(Excerpts from point annotation data)
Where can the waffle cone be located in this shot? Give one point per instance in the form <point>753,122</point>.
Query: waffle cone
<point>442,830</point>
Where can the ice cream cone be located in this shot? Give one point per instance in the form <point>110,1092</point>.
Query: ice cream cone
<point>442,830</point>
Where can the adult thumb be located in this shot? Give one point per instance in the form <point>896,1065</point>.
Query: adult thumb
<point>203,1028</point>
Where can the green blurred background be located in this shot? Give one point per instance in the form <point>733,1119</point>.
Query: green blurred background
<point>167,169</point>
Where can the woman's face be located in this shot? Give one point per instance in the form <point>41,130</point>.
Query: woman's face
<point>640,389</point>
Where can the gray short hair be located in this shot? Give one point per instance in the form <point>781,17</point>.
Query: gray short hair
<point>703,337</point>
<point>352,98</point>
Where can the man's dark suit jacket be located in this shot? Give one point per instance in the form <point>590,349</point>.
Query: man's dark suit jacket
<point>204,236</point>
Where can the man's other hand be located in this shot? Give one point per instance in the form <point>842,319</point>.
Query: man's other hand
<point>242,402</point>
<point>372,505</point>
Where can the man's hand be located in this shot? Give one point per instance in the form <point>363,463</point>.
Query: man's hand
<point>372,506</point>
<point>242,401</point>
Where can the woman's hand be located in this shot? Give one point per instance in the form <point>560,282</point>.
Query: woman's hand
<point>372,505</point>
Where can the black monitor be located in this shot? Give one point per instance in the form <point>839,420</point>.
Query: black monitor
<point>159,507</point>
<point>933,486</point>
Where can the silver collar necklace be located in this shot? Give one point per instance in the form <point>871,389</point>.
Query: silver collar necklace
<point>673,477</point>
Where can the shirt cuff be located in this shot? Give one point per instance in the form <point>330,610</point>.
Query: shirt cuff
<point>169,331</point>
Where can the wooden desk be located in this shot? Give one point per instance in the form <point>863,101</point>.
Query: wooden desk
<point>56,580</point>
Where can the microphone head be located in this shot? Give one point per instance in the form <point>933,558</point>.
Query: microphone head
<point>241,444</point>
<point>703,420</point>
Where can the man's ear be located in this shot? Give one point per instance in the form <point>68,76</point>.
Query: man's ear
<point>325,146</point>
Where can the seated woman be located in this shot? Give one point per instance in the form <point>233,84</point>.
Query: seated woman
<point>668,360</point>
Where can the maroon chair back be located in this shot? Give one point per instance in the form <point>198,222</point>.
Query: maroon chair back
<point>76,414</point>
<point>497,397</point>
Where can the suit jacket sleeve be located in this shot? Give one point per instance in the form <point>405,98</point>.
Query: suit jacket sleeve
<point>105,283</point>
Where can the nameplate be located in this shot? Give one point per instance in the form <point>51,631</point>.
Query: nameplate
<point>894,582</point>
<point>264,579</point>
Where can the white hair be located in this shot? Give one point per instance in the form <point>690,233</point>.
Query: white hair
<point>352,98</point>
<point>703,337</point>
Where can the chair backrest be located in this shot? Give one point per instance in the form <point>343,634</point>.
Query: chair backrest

**SHORT EXERCISE:**
Copy the records above line for line, with no changes.

**PROBLEM SOLUTION:**
Where can the waffle cone be located in this shot? Give one point per instance in the form <point>753,122</point>.
Query: waffle cone
<point>442,830</point>
Where can the ice cream cone be located in this shot? Give one point per instance in the form <point>110,1092</point>.
Query: ice cream cone
<point>442,830</point>
Where can the adult thumb be located in this shot? Give one point per instance in the form <point>896,1065</point>.
Query: adult thumb
<point>203,1028</point>
Where can the green blurred background be located in this shot? Give one point per instance in the form <point>733,1119</point>.
Query: green blurred background
<point>167,169</point>
Where can the woman's face be located in this shot? Give one point per instance in the form <point>41,130</point>.
Query: woman's face
<point>640,389</point>
Where can the gray short hair be located in this shot? Give one point per instance in the form <point>781,17</point>.
Query: gray short hair
<point>703,337</point>
<point>352,98</point>
Where can the man's dark suit jacket be located in this shot? Give one point per instance in the form <point>590,349</point>.
Query: man's dark suit jacket
<point>204,236</point>
Where can the man's other hand be located in this shot? Give one point per instance in the form <point>842,319</point>.
Query: man's other hand
<point>242,402</point>
<point>372,505</point>
Where can the man's hand be located in this shot? Give one point per instance in the form <point>363,463</point>.
Query: man's hand
<point>372,506</point>
<point>242,401</point>
Where can the woman's hand be located in this shot? Give one point per instance in the form <point>560,282</point>.
Query: woman's hand
<point>372,505</point>
Where can the black monitor be located in this shot? Give one point per instance in the form <point>839,420</point>.
Query: black monitor
<point>159,507</point>
<point>933,486</point>
Where can the silver collar necklace be located in this shot? Give one point per instance in the form <point>871,389</point>.
Query: silver collar necklace
<point>673,477</point>
Where can the shirt cuff be located in this shot? Give one point per instance in the form <point>330,610</point>.
Query: shirt cuff
<point>169,331</point>
Where can the wooden desk be located in this shot? Give one point per instance in the form <point>863,101</point>.
Query: wooden desk
<point>56,580</point>
Where can the microphone head be located in this shot? Give one point per instance in the form <point>933,558</point>.
Query: microphone head
<point>241,444</point>
<point>703,420</point>
Where can the man's ear be located in this shot? Give one point per instance in the form <point>68,76</point>.
Query: man's ear
<point>325,146</point>
Where can the seated woman be located in this shot? Give one point per instance in the form <point>233,84</point>.
Query: seated woman
<point>668,360</point>
Where can the maroon chair back be located in this shot? Give one point per instance in the form <point>198,222</point>.
Query: maroon chair back
<point>76,414</point>
<point>497,397</point>
Where can the suit jacket sleeve be located in this shot? Give one point per instance in the form <point>405,98</point>.
Query: suit jacket sleeve
<point>105,283</point>
Where can the nameplate be located in this shot? Give one point per instance in the form <point>51,631</point>.
Query: nameplate
<point>894,582</point>
<point>264,579</point>
Where can the white hair be located in this shot? Give one point per instance in the form <point>690,233</point>.
Query: white hair
<point>352,98</point>
<point>703,337</point>
Where can the chair backrest be located in this shot? Give one point per instance in the form <point>343,634</point>.
Query: chair backrest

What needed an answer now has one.